§ APPLY WHAT YOU READ
1) In the text about the book-notes workflow, swap "MacWhisper" for "a transcription app" and write out everything from "I use MacWhisper" down to "run the skill.".
2) According to the text about the book-notes workflow, how long are the conversations about a book on Bookworm?
3) Sum up the text about the book-notes workflow in two sentences.

§ SUPPLIED TEXT

Step 2: Teach Claude to Read My Book Notes
Once Claude understood what the script should look like, I needed to help it interpret everything I’d already created for each book.
I pointed it at my Obsidian vault using Cowork (Anthropic’s desktop tool for working with local files) and showed it how to navigate my book notes. Specifically, I taught it to:
- Find the notes in the
Book Notesfolder - Grab my rating from the
ratingproperty at the top of the note - Interpret my emoji-coding system (i.e. 💡 = inspiration, 🔑 = key argument, etc.)

I also wanted to build in mentions of the Bookworm episodes, so the skill searches bookworm.fm, finds the episode number, and works it into the script automatically.
Step 3: Bring in What I’ve Already Said About the Book
My book notes are great, but they’re just highlights and annotations. A lot of my best thinking about a book happens during the 90-minute conversations we have on Bookworm.
So I wanted Claude to have access to that too.
I use MacWhisper to transcribe both sides of the podcast audio from the Dropbox folder where we keep everything. This only takes a couple of minutes, and it gives me a clean transcript I can attach when I run the skill.

With all of this in place, I can say something like “Let’s do Wisdom Takes Work by Ryan Holiday,” attach the transcript, and Claude writes the video script for me.
I still go through and edit the whole thing, but Claude actually does a pretty great job as a script writer. The entire process from uploading the transcript to finishing the edit only takes about 45 minutes.

§ DATASET EXCERPT

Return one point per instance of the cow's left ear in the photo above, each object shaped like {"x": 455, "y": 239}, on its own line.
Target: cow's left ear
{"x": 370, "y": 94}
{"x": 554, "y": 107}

§ EXERCISE ANSWERS
1)
I use a transcription app to transcribe both sides of the podcast audio from the Dropbox folder where we keep everything. This only takes a couple of minutes, and it gives me a clean transcript I can attach when I run the skill.

2) They last about 90 minutes.

3) Using Cowork, the writer taught Claude to navigate the Obsidian book notes, pulling the rating from each note's rating property and interpreting the emoji-coding system, and the skill also finds Bookworm episode numbers on bookworm.fm. The writer attaches a MacWhisper transcript of the Bookworm podcast so Claude can write the video script, and the whole process from uploading the transcript to finishing the edit takes about 45 minutes.